DATA TO PROCESS section start
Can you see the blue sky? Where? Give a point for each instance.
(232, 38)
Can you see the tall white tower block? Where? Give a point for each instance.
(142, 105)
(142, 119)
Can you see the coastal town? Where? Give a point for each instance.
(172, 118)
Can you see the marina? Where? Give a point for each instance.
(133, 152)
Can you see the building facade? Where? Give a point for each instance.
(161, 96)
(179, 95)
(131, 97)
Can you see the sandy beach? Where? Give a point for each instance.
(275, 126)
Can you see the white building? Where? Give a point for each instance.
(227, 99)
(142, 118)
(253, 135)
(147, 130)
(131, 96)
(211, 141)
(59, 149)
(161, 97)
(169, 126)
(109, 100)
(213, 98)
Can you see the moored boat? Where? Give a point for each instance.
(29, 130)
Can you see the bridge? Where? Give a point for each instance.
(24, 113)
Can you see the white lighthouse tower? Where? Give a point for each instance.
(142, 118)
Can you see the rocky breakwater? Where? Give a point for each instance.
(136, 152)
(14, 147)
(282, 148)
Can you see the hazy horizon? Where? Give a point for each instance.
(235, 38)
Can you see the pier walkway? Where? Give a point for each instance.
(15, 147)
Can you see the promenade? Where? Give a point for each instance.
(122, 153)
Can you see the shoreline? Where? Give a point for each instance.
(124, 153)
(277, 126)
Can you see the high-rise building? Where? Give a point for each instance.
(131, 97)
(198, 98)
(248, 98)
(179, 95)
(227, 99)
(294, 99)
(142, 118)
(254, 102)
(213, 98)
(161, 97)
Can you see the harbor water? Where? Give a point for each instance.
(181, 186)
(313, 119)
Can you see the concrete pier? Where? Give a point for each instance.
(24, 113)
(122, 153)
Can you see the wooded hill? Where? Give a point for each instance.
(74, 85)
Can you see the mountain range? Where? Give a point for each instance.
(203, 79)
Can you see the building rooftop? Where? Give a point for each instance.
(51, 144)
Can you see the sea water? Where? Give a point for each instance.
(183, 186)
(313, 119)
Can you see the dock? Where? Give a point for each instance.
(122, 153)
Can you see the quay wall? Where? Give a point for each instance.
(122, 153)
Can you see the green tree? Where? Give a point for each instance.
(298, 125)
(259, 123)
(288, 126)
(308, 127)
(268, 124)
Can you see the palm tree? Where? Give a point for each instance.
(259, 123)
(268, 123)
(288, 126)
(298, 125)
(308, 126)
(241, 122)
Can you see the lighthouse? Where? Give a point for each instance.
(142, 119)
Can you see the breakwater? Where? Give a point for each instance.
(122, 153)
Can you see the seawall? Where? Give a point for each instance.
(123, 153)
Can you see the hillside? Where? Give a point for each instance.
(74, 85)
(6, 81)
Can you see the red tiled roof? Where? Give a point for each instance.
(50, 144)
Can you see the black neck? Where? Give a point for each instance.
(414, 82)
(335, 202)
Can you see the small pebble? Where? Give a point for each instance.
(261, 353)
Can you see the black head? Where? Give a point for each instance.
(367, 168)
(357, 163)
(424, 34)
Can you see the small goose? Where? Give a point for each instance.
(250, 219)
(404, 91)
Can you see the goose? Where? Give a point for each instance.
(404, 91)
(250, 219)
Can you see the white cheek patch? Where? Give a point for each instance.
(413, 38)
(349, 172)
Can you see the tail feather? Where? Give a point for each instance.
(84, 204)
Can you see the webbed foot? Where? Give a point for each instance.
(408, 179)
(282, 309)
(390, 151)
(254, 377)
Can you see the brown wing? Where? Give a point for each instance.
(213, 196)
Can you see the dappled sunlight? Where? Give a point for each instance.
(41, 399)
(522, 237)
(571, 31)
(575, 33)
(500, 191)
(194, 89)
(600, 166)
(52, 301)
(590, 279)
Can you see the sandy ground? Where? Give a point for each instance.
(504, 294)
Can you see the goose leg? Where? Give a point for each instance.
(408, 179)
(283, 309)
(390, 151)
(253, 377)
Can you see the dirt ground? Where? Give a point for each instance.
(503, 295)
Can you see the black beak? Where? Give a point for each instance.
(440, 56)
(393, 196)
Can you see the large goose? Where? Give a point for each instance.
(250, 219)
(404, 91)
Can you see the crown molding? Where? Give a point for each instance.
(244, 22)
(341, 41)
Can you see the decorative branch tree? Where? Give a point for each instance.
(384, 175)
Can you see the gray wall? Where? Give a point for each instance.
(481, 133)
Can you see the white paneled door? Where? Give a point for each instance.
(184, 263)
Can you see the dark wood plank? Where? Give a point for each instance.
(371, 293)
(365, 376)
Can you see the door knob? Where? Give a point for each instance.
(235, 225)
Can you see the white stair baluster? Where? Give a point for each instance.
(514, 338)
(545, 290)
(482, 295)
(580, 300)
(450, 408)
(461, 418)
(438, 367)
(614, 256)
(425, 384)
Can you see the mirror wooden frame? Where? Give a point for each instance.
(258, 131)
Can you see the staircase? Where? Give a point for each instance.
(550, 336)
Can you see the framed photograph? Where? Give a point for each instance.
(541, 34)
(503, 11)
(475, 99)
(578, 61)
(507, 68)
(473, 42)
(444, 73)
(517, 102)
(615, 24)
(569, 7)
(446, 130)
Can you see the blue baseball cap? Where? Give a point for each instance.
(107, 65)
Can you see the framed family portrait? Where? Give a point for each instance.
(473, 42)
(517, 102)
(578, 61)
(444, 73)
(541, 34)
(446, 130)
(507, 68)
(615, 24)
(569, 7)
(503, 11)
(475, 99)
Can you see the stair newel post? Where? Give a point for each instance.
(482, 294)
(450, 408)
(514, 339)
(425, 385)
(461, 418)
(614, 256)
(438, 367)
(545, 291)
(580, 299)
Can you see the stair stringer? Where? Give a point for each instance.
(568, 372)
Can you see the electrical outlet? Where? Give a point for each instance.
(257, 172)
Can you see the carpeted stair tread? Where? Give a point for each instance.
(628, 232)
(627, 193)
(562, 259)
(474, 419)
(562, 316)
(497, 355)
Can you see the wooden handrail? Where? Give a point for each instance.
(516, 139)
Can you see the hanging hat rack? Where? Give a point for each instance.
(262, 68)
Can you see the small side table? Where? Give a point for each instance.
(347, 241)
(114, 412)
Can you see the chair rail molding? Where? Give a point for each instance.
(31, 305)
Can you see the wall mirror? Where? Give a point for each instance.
DATA TO PROCESS section end
→ WORK TO BE COMPLETED:
Repeat every line of the records, exactly as given.

→ SOLUTION FOR THIS TASK:
Can you see the blue sky? Where? Give a point for each instance.
(232, 38)
Can you see the tall white tower block? Where? Give a point for each instance.
(142, 105)
(142, 119)
Can you see the coastal town? Where? Give a point for each instance.
(172, 118)
Can you see the marina? Where? Give a point for each instance.
(133, 152)
Can you see the building facade? Where? Give a point for each instance.
(161, 96)
(179, 95)
(131, 97)
Can you see the sandy beach? Where? Give a point for each instance.
(275, 126)
Can you see the white building? Where? Give a point for each instance.
(227, 99)
(142, 118)
(253, 135)
(147, 130)
(131, 96)
(211, 141)
(59, 149)
(161, 97)
(169, 126)
(109, 100)
(213, 98)
Can you see the moored boat? Where? Give a point for each instance.
(29, 130)
Can you see the bridge? Where? Give a point for each instance.
(24, 113)
Can you see the white lighthouse tower? Where? Give a point for each instance.
(142, 118)
Can you see the rocky breakwater? Where? Give a point for each instance.
(136, 152)
(14, 147)
(282, 148)
Can you see the hazy horizon? Where? Give a point for each instance.
(235, 38)
Can you see the pier walkway? Where? Give a point for each instance.
(15, 147)
Can you see the promenade? Where? Give a point for each instance.
(122, 153)
Can you see the shoreline? Where? Give a point for each instance.
(124, 153)
(277, 126)
Can you see the high-rise building? Where? Give a point for each instance.
(131, 97)
(198, 98)
(248, 98)
(179, 95)
(227, 99)
(294, 99)
(142, 118)
(254, 102)
(213, 98)
(161, 97)
Can you see the harbor water? Where? Give a point for each instance.
(181, 186)
(313, 119)
Can you see the concrete pier? Where? Give a point for each instance.
(24, 113)
(122, 153)
Can you see the wooded hill? Where? Give a point for each instance.
(74, 85)
Can you see the mountain range? Where? Give a point for each instance.
(203, 79)
Can you see the building rooftop? Where? Give a point for each instance.
(51, 144)
Can you see the sea water? Where? Give a point for each instance.
(183, 186)
(313, 119)
Can you see the dock? Where? Give a point for each instance.
(122, 153)
Can you see the quay wall? Where? Give a point for each instance.
(122, 153)
Can you see the green tree? Where? Give a point for each instance.
(298, 125)
(259, 123)
(288, 126)
(308, 127)
(268, 124)
Can you see the palm tree? Where? Give a point for each instance.
(259, 123)
(268, 123)
(288, 126)
(298, 125)
(308, 126)
(241, 122)
Can you see the lighthouse? Where? Give a point for each instance.
(142, 119)
Can you see the breakwater? Where? Give a point for each instance.
(122, 153)
Can you see the seawall? Where? Give a point for each instance.
(123, 153)
Can you see the hillside? Where? Give a point for each instance.
(74, 85)
(6, 81)
Can you see the red tiled roof? Where? Give a point for each instance.
(50, 144)
Can you see the black neck? Where? Give a point for each instance.
(414, 82)
(335, 202)
Can you see the small pebble? Where? Give a point for each instance.
(261, 353)
Can you see the black head? Where? Give a point for each instance.
(367, 168)
(357, 163)
(424, 34)
Can you see the small goose? Where? Give a point for each instance.
(250, 219)
(404, 91)
Can you see the goose? Where? Give a point for each instance.
(404, 91)
(250, 219)
Can you see the white cheek patch? Where? Give a point for each instance.
(413, 38)
(349, 172)
Can you see the tail feather? Where? Give a point for each instance.
(84, 204)
Can you see the webbed foot? Where? Give a point for each instance.
(408, 179)
(282, 309)
(390, 151)
(254, 377)
Can you see the brown wing? Where? Give a point for each instance.
(213, 196)
Can you see the dappled sunlight? Where? Give a point for each instance.
(41, 399)
(522, 237)
(571, 31)
(575, 33)
(500, 191)
(194, 89)
(600, 166)
(52, 301)
(590, 279)
Can you see the sandy ground? Where? Give a point for each instance.
(504, 294)
Can you see the goose leg? Where? Give a point for each instance.
(408, 179)
(283, 309)
(390, 151)
(253, 377)
Can you see the dirt ground? Where? Give a point for each instance.
(503, 295)
Can you see the black beak? Where? Give a point for each instance.
(440, 56)
(393, 196)
Can you see the large goose? Where? Give a point for each instance.
(250, 219)
(404, 91)
Can you see the crown molding? Where? Give a point for each instance.
(244, 22)
(341, 41)
Can you see the decorative branch tree? Where? Give a point for each instance.
(384, 175)
Can you see the gray wall? Where? Give a point for each instance.
(481, 133)
Can you see the white paneled door? Where? Give a point for each instance.
(184, 263)
Can you see the dark wood plank? Where? Give a point for each instance.
(371, 293)
(365, 376)
Can you see the door knob? Where? Give a point for each instance.
(235, 225)
Can you see the white stair baluster? Where? Give a point for each instance.
(514, 338)
(545, 290)
(482, 295)
(580, 300)
(450, 408)
(461, 418)
(438, 367)
(614, 256)
(425, 384)
Can you see the mirror wooden frame? Where? Give a point for each instance.
(258, 131)
Can you see the staircase? Where? Give a point for each instance.
(550, 336)
Can you see the framed photograph? Where? Give a point for each instance.
(541, 34)
(503, 11)
(475, 99)
(578, 61)
(507, 68)
(473, 42)
(444, 73)
(517, 102)
(615, 24)
(569, 7)
(446, 130)
Can you see the blue baseball cap? Where? Give a point for each instance.
(107, 65)
Can you see the framed family portrait? Where? Give a point for each instance.
(473, 42)
(517, 102)
(578, 61)
(444, 73)
(541, 34)
(446, 130)
(507, 68)
(615, 24)
(569, 7)
(503, 11)
(475, 99)
Can you see the stair newel post? Where? Give a point for each instance.
(482, 294)
(450, 408)
(514, 339)
(425, 385)
(461, 418)
(614, 256)
(438, 367)
(545, 291)
(580, 299)
Can you see the stair stringer? Where? Give a point for each instance.
(568, 372)
Can you see the electrical outlet? Where? Give a point for each instance.
(257, 172)
Can you see the carpeted stair tread? Where? Give a point for each instance.
(628, 232)
(627, 193)
(562, 259)
(474, 419)
(562, 316)
(497, 355)
Can you see the wooden handrail? Where? Give a point for each instance.
(516, 139)
Can you see the hanging hat rack? Where? Give a point for each instance.
(262, 68)
Can you see the small side table? Where? Give a point for each instance.
(347, 241)
(114, 412)
Can you see the chair rail molding? Where? Give a point for each instance.
(31, 305)
Can you see the wall mirror? Where? Give a point for each instance.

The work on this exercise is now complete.